> [Assigned task]: Whatever appears in the records apart from pictures must be reproduced exactly.

> [Data shown]:

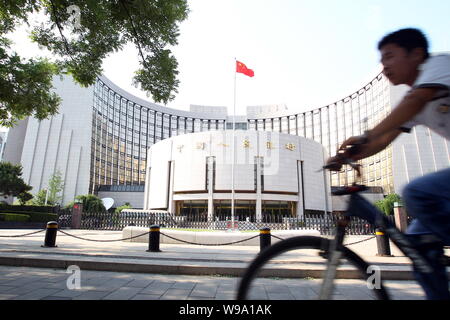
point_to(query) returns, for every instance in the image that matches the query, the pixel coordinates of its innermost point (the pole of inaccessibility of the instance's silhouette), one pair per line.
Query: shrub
(37, 216)
(125, 206)
(14, 217)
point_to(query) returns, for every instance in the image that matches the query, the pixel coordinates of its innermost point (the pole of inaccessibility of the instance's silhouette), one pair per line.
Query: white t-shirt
(434, 73)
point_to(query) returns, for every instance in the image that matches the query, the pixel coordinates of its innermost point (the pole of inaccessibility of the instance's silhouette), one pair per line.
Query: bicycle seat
(340, 191)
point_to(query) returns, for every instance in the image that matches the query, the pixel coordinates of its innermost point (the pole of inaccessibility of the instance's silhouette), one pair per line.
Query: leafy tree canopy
(80, 34)
(11, 182)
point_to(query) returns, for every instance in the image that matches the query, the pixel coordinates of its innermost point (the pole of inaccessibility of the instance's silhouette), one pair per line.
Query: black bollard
(50, 234)
(153, 239)
(384, 249)
(264, 238)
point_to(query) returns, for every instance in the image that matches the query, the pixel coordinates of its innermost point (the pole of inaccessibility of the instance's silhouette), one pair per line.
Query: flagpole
(233, 149)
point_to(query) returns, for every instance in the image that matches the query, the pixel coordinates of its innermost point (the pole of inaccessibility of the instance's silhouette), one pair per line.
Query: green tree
(39, 199)
(80, 40)
(387, 204)
(91, 203)
(11, 182)
(55, 186)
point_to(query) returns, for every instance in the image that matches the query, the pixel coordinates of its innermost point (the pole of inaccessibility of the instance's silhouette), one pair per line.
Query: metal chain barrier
(348, 244)
(208, 244)
(276, 237)
(22, 235)
(94, 240)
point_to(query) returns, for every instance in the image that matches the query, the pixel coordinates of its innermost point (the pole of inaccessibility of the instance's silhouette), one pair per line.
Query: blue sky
(305, 54)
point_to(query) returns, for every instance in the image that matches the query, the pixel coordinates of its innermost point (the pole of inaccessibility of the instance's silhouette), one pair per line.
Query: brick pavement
(24, 283)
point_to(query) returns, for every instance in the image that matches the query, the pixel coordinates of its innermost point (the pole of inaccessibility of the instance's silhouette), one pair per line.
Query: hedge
(35, 216)
(13, 217)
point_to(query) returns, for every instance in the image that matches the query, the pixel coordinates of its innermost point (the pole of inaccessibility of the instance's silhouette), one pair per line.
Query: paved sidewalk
(108, 254)
(22, 283)
(124, 270)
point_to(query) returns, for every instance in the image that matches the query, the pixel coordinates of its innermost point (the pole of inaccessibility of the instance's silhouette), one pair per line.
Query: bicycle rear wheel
(307, 288)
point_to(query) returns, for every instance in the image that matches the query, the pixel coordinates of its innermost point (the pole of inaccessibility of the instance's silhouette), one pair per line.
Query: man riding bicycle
(405, 60)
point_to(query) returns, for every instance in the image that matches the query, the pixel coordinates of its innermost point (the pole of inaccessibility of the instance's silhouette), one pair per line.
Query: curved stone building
(274, 174)
(100, 138)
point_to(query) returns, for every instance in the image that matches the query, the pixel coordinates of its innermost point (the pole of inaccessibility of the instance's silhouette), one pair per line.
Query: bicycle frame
(360, 207)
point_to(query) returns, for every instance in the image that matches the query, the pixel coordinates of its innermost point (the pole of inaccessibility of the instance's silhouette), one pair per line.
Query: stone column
(401, 218)
(77, 211)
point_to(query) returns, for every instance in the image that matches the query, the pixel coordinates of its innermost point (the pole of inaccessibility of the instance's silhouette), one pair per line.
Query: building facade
(275, 174)
(100, 138)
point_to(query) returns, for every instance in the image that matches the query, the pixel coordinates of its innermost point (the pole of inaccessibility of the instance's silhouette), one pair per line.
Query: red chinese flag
(241, 68)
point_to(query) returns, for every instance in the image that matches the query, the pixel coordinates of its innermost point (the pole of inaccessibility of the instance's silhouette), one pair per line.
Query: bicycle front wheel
(304, 285)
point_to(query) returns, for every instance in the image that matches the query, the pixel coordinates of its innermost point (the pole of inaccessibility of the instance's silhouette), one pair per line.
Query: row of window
(120, 126)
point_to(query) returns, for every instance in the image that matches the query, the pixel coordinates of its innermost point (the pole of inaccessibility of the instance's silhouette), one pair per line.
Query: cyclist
(405, 60)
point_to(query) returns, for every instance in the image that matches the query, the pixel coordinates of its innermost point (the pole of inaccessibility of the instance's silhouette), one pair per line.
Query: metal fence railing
(324, 223)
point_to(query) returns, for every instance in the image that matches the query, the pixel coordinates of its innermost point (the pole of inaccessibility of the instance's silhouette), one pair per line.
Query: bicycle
(333, 250)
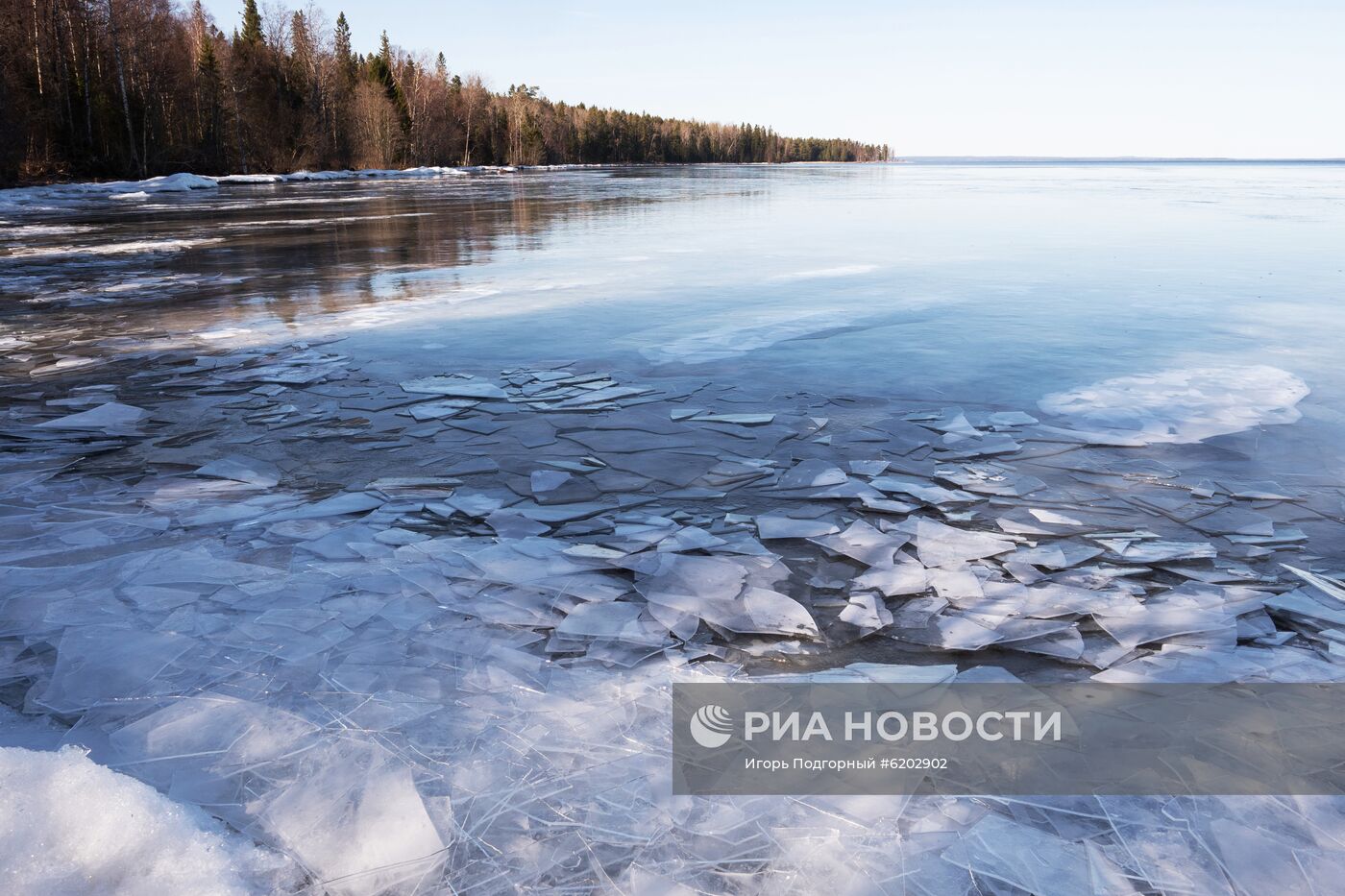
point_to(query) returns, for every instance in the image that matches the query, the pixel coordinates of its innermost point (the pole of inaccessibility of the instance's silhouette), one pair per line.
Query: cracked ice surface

> [Answer for this exercise]:
point_to(query) returns, for every instance in the image that matches the query, the pixel coordinates of its innermost point (the pole of inaccessibility of the instance's silhouette), one pair per line.
Query: shrub
(37, 216)
(125, 206)
(14, 217)
point_to(query) returns, for every instance in the image that matches the query, the pixel coordinates of its innermost point (the pole of inaccessibility of the instance's silhouette), one pair per line.
Query: white t-shirt
(434, 73)
point_to(query) returns, for every instance in the image that matches the query, the pixel coordinates of its innermost point (the pole of inaccessibility of the instance's silhouette), one pair per line.
Query: bicycle seat
(340, 191)
point_to(query) returns, for every instance in the image that matches the query, the pixel coordinates of its innermost point (the pole of inaccessibility of the instance's silhouette), one pair per line.
Query: leafy tree canopy
(80, 34)
(11, 182)
point_to(query) returns, for every instance in the image that matches the query, the pixel coordinates of its innermost point (the pole of inaccessibility of the instance's silhouette), one pair per line.
Query: black bollard
(50, 234)
(153, 239)
(384, 249)
(264, 238)
point_to(query) returns, for every instance in the image that matches the query, the pixel coordinates of its innermost point (the pole of inaccessibility of the instance's silhouette), one pair per line.
Query: flagpole
(233, 149)
point_to(query) returns, for every instance in the image that matches the query, the pixel coordinates of its innermost point (the pole of inaccessibility of the instance's silhouette), one pair per line.
Query: green tree
(39, 199)
(80, 40)
(387, 204)
(91, 203)
(11, 182)
(55, 186)
point_to(query) returns, for every instance in the image that matches the query, the pixel coordinates of its innermost point (the pole of inaccessibility of the instance's silhouette), one pair per line.
Query: metal chain barrier
(348, 244)
(208, 244)
(276, 237)
(22, 235)
(94, 240)
point_to(query) returns, for every instance in the image that matches the query, the pixel coordinates of its innermost point (the pole of inaccessibility of the instance's silhouette), one pair per line.
Query: blue sky
(305, 54)
point_to(query) returns, for every instance in the image that matches the query, the pixel coordinates of its innermost point (the pole of inaccessibility of the instance's silhouette), one pair per line.
Query: brick pavement
(24, 283)
point_to(query) returns, for every instance in the image that matches the query, the pixel coordinates of its innermost point (the pole of inaccessibility of the instance's silhouette), one pair per line.
Query: hedge
(35, 216)
(13, 217)
point_to(query) returns, for every instance in the image that matches the query, the pixel coordinates of its innermost point (the pole of inaccessibility of the instance's silhouette), one pair per line.
Query: paved sidewalk
(108, 254)
(22, 283)
(124, 270)
point_to(query) returns, for every instance in the image that matches the query, the pixel coordinates of its innermost point (the pole of inaccessibility of the instance's silhouette), one pair per line.
Query: bicycle rear wheel
(307, 288)
point_to(query) returns, for every instance in the image that matches the query, the pixel coordinates of its innermost point (the pole of inaccessibility of the instance's silhouette), one pair per line.
Query: man riding bicycle
(405, 60)
point_to(query) returns, for every instance in the image that matches the query, the pixel coordinates of its innermost point (the pole of inaccessibility of the instance's silhouette), one pair per line.
Query: curved stone building
(274, 174)
(100, 138)
point_to(query) returns, for every instance in the image that matches the query, the pixel coordinates of its innermost point (the pole of inaccessibility of the instance's silhouette), one pair per line.
Query: bicycle frame
(360, 207)
point_to(query) returns, for every instance in the image that matches the query, the pixel coordinates of its innermost point (the pole of inaccessibility of the instance's silhouette), one pair per line.
Query: stone column
(401, 218)
(77, 211)
point_to(query) returns, for every instance in the image that matches the query, the pixel coordinates of its innermost point (the pole of inaccessibility of the instance's silhouette), one pair per line.
Query: building facade
(275, 174)
(100, 138)
point_to(query) returns, for every instance in the image that matches the query, the pixel coordinates of its innermost point (the pole of inaccessibility of the instance's silhouette), one pair per line.
Query: red chinese flag
(241, 68)
point_to(query) returns, for every instance in the image that matches the query, the pixel coordinates of its innermost point (the pole of inaccessibility of the instance's silhouette), one pair per line.
Query: bicycle front wheel
(304, 285)
point_to(query) returns, for every instance in the image that matches the query, the pixel coordinates of its innermost point (the pole of inaccessibility of the instance's silhouette), one pair per line.
Query: row of window
(120, 126)
point_to(query) returns, for every instance in the image that matches the query, the pixel coordinates of its innermost point (the pole of inaccessibility of the instance's silhouette), one pair per line.
Query: cyclist
(405, 60)
point_to(query) returns, for every instance in the image that matches the query, the pixel coordinates of its innermost point (the pole of inaccessibility of the instance's silhouette), one pair per line.
Query: metal fence railing
(324, 223)
point_to(query) returns, for every instance in the image that matches the query, the pixel coordinates of its innermost point (the pole of inaccessibility of the instance's silhouette), one pair per line.
Query: bicycle
(333, 250)
point_to(query) returns, for every instance in the image that matches the query, the pixel coordinates of its innermost point (the pole of inaccessibility of the instance's silhouette), one pair per line.
Query: cracked ice surface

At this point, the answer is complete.